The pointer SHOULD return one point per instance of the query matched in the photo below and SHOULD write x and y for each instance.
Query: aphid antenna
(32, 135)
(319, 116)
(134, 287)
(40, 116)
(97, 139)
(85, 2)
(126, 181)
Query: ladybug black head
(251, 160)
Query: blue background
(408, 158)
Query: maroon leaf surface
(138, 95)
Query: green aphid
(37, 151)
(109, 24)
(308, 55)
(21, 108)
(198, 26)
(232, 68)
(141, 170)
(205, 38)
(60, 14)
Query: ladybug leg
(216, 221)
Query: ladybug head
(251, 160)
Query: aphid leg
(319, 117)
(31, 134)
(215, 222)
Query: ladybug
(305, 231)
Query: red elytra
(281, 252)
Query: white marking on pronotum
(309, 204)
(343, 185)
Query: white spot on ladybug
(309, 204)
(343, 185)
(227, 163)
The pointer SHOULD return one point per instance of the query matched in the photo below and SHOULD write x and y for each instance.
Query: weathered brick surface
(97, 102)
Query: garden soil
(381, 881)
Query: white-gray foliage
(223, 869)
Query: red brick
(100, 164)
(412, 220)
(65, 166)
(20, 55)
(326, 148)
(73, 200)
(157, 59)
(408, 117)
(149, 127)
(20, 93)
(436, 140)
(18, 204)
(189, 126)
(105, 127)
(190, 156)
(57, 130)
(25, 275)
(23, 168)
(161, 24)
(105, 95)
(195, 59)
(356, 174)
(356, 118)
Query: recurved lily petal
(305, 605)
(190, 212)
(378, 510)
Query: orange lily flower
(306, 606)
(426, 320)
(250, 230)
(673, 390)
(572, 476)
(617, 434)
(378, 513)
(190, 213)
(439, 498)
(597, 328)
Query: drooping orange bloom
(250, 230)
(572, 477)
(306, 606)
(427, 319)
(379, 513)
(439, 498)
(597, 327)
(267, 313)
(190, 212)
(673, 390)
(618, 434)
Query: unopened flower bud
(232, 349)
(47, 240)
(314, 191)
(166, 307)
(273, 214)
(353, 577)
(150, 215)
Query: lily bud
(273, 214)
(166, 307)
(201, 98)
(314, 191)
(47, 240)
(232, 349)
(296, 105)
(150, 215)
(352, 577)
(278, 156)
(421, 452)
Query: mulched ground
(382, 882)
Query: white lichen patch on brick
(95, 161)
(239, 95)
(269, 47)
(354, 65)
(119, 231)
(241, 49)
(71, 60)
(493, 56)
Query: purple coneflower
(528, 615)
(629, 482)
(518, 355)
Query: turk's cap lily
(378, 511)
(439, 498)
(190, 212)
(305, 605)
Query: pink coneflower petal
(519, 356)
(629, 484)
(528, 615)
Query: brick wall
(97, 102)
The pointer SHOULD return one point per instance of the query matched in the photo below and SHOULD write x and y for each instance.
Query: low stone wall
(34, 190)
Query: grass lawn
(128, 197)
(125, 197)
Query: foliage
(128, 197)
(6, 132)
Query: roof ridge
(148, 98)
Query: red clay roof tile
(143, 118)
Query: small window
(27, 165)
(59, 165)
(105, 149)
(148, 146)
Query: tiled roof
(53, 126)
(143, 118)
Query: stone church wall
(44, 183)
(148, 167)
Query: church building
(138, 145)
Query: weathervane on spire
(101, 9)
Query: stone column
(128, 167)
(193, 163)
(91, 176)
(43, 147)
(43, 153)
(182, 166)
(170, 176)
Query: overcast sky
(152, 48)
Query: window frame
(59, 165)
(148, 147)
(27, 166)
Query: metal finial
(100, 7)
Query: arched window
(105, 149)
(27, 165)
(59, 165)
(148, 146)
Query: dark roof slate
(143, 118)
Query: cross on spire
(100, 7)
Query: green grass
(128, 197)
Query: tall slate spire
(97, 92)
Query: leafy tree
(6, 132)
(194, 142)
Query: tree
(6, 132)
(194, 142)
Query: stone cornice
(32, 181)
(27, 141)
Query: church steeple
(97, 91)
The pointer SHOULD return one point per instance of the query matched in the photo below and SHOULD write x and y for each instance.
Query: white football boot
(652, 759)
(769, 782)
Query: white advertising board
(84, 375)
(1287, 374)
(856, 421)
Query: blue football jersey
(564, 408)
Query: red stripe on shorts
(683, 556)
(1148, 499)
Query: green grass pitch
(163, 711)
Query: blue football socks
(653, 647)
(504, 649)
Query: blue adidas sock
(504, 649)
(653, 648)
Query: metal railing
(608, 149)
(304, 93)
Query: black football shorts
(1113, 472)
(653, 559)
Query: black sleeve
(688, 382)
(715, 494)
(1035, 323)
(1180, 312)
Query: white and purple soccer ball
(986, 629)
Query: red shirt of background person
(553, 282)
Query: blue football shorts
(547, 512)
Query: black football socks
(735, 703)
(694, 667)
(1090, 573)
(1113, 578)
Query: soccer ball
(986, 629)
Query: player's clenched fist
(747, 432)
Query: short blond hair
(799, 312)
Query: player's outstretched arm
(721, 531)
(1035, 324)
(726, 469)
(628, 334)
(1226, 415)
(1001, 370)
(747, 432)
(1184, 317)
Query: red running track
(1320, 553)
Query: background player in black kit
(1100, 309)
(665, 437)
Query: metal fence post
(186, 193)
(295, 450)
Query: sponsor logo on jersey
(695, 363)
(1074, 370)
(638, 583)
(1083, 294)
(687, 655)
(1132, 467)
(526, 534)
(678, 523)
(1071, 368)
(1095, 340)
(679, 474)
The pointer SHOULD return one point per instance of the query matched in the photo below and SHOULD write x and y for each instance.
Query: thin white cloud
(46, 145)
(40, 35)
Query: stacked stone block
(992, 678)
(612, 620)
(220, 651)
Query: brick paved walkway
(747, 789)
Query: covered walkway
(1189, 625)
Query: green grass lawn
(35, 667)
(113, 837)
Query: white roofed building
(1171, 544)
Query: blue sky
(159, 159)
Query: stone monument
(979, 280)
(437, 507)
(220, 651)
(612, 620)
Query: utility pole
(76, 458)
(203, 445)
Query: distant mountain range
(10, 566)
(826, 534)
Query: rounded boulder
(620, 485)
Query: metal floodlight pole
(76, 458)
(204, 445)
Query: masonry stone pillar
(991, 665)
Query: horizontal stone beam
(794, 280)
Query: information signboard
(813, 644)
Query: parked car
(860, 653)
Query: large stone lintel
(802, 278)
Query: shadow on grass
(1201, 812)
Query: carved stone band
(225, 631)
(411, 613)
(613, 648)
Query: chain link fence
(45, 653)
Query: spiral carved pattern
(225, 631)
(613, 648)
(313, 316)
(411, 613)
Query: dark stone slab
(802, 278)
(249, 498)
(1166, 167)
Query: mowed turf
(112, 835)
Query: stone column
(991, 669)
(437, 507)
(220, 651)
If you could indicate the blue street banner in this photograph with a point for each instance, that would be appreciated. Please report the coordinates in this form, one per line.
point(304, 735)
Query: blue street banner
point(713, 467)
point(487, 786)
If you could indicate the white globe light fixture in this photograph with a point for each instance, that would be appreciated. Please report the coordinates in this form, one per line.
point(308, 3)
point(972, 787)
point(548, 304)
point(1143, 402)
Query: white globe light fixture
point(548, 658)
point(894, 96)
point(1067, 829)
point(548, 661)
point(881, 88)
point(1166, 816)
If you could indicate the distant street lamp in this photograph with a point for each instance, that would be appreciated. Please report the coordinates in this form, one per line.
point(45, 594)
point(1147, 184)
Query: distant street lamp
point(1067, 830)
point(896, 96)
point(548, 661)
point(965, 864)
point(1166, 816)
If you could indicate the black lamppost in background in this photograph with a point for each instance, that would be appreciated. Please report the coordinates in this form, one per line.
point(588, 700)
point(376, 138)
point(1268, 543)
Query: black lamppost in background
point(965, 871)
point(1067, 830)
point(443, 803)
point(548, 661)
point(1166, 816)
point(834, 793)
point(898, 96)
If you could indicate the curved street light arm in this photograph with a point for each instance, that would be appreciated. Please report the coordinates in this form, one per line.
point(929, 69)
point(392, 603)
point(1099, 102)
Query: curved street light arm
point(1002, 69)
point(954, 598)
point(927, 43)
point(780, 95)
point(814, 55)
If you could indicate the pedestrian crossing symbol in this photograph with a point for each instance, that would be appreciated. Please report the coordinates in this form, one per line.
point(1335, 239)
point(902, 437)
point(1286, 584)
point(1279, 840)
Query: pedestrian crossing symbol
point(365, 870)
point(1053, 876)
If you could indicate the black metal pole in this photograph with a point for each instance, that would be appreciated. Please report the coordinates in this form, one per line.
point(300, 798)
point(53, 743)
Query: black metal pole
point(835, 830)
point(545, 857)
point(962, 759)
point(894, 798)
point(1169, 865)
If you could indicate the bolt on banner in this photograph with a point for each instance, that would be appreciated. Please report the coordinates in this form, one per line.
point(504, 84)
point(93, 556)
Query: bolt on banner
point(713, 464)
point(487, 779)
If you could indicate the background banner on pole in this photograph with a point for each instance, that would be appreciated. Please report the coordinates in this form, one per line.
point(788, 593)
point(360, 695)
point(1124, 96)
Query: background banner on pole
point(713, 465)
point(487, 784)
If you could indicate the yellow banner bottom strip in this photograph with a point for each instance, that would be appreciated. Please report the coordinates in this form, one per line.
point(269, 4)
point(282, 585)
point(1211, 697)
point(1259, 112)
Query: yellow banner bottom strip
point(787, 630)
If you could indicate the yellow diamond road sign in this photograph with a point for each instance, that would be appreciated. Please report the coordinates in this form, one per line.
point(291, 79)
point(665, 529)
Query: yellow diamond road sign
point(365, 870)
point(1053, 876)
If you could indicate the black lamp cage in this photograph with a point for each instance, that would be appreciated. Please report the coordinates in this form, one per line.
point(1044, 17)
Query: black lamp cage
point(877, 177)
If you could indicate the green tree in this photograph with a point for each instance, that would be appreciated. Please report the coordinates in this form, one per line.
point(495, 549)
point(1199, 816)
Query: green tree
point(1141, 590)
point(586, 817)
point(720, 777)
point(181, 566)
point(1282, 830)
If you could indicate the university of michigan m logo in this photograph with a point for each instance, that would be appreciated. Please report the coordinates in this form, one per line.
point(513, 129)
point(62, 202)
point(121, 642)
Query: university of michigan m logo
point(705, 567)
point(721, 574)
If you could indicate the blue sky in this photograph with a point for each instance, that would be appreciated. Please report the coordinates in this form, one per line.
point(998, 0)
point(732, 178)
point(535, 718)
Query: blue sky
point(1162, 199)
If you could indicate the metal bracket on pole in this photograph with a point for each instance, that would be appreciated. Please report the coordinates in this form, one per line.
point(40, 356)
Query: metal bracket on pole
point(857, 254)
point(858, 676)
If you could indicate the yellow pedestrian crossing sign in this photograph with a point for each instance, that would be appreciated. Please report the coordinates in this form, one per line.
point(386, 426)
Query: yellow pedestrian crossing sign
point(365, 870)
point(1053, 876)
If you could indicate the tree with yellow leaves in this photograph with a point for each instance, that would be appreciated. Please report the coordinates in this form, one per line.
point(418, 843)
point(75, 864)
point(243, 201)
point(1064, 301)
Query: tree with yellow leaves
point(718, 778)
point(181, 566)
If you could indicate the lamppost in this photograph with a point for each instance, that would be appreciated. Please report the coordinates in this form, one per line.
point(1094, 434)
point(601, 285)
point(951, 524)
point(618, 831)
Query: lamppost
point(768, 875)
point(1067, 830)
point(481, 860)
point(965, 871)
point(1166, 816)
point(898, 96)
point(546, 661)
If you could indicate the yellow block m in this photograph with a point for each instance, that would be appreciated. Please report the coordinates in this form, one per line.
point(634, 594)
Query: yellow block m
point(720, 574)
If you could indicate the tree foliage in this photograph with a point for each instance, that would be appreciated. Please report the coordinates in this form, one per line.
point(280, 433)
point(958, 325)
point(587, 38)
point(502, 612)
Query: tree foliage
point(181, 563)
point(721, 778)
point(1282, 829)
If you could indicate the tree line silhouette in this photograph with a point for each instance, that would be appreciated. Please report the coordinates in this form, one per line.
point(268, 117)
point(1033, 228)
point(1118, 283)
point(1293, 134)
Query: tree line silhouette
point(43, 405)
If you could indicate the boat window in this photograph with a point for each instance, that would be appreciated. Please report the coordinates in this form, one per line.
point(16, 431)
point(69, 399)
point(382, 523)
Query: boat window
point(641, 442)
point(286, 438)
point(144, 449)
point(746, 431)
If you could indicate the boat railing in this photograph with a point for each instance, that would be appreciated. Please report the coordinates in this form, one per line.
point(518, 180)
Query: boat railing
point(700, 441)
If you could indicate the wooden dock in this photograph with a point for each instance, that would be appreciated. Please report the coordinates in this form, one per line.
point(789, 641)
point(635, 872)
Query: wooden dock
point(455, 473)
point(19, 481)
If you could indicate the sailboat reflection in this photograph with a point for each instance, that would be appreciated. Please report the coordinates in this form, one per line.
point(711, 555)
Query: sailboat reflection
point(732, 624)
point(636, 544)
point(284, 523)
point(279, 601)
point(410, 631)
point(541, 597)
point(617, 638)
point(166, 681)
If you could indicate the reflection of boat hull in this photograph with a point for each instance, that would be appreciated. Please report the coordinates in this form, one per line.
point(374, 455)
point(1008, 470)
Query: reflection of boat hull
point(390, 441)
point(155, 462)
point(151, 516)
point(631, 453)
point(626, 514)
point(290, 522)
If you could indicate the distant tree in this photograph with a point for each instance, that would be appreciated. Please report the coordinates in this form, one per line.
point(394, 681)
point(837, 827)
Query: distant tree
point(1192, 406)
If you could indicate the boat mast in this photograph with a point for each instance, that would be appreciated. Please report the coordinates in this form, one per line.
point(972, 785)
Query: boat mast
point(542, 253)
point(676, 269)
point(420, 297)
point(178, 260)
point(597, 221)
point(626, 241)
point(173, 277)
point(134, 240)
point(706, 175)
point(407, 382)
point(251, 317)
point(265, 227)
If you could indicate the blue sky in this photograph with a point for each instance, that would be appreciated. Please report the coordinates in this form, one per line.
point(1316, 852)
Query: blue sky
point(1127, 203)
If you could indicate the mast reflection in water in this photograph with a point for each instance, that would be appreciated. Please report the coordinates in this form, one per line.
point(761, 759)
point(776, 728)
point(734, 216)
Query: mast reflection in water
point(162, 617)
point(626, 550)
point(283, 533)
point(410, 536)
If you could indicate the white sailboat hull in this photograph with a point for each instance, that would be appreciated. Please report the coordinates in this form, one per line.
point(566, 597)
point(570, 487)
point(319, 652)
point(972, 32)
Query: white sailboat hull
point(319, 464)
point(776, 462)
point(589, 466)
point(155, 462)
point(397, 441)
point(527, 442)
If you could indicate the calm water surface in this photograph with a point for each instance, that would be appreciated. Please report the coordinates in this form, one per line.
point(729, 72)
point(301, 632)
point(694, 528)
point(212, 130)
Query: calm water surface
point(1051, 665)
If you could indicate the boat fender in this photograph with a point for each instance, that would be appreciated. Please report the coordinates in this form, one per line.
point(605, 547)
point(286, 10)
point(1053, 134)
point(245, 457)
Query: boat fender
= = = =
◆ **AIM OF THE TASK**:
Search the records for the word "fender" and copy every line where it occurs.

◆ **TASK RESPONSE**:
If you could indicate the boat fender in this photograph with a point for each instance, that would be appreciated. Please report the coordinates in this form, one per line.
Query: boat fender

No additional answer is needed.